» **Set task**:
Output each entry exactly; skip nothing.

» **Material supplied**:
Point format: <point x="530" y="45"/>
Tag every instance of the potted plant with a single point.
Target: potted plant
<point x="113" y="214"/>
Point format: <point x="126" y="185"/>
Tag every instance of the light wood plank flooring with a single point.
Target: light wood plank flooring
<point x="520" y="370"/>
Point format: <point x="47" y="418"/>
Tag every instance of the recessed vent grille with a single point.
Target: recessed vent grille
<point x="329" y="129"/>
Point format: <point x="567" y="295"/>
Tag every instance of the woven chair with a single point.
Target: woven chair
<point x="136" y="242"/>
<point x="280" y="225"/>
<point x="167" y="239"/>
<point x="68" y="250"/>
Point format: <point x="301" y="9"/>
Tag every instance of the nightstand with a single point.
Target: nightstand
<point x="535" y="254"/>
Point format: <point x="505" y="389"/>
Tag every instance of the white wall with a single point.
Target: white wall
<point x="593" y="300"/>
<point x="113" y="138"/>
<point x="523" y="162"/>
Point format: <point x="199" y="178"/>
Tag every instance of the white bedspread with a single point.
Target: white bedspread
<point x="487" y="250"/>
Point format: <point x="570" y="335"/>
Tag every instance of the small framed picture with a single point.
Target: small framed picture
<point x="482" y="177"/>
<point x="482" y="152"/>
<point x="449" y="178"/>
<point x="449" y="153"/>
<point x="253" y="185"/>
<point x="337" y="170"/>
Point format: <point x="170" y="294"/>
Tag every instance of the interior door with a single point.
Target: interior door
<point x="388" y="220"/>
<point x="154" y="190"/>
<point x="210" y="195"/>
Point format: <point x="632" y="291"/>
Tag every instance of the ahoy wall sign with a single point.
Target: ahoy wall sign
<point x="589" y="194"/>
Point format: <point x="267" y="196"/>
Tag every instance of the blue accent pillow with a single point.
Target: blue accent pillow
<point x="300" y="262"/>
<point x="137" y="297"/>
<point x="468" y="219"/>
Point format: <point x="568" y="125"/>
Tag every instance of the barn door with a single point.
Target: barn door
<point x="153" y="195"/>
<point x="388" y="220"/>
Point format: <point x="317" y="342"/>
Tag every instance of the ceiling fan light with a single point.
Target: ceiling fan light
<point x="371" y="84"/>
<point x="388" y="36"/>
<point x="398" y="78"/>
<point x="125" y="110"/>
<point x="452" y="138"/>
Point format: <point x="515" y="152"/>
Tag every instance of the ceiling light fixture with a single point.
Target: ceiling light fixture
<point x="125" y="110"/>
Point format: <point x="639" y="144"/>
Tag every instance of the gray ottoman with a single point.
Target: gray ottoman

» **The output**:
Point format: <point x="530" y="45"/>
Tag every instance of the potted plant with a single point.
Target: potted plant
<point x="113" y="214"/>
Point format: <point x="126" y="185"/>
Tag every instance of the light wood plank flooring with a single point.
Target: light wood plank flooring
<point x="520" y="370"/>
Point format: <point x="47" y="418"/>
Tag every instance of the recessed vent grille with a single point.
Target: recessed vent grille
<point x="329" y="129"/>
Point format: <point x="567" y="295"/>
Tag every instance of the woven chair with a single point.
Target: woven chair
<point x="136" y="242"/>
<point x="280" y="225"/>
<point x="167" y="239"/>
<point x="68" y="250"/>
Point format: <point x="301" y="9"/>
Tag every instance of the nightstand with a single point.
Target: nightstand
<point x="535" y="254"/>
Point format: <point x="505" y="389"/>
Tag every instance of the white wall with a single point.
Target: white wall
<point x="593" y="300"/>
<point x="113" y="138"/>
<point x="523" y="162"/>
Point format: <point x="199" y="178"/>
Tag every instance of the white bedspread with a single point.
Target: white bedspread
<point x="487" y="250"/>
Point format: <point x="570" y="335"/>
Tag every instance of the small framed picture with a single point.
Target: small framed picture
<point x="482" y="177"/>
<point x="482" y="152"/>
<point x="449" y="178"/>
<point x="449" y="153"/>
<point x="253" y="185"/>
<point x="337" y="170"/>
Point format: <point x="170" y="294"/>
Tag every instance of the interior door with a single point.
Target: interior door
<point x="388" y="220"/>
<point x="154" y="190"/>
<point x="210" y="195"/>
Point format: <point x="632" y="291"/>
Tag every instance of the ahoy wall sign with a single point.
Target: ahoy wall sign
<point x="589" y="194"/>
Point format: <point x="267" y="196"/>
Tag every instance of the blue accent pillow with a single point.
Target: blue accent pillow
<point x="300" y="262"/>
<point x="137" y="297"/>
<point x="468" y="219"/>
Point format: <point x="568" y="125"/>
Tag every instance of the barn door with a single point.
Target: barn door
<point x="153" y="195"/>
<point x="388" y="220"/>
Point format: <point x="317" y="342"/>
Tag every instance of the ceiling fan light with a single point.
Target: ceiling fan light
<point x="371" y="84"/>
<point x="388" y="36"/>
<point x="398" y="78"/>
<point x="125" y="110"/>
<point x="452" y="138"/>
Point format: <point x="515" y="152"/>
Tag every instance of the ceiling light fixture with a single point.
Target: ceiling light fixture
<point x="125" y="110"/>
Point format: <point x="639" y="144"/>
Tag every instance of the gray ottoman with a single point.
Target: gray ottoman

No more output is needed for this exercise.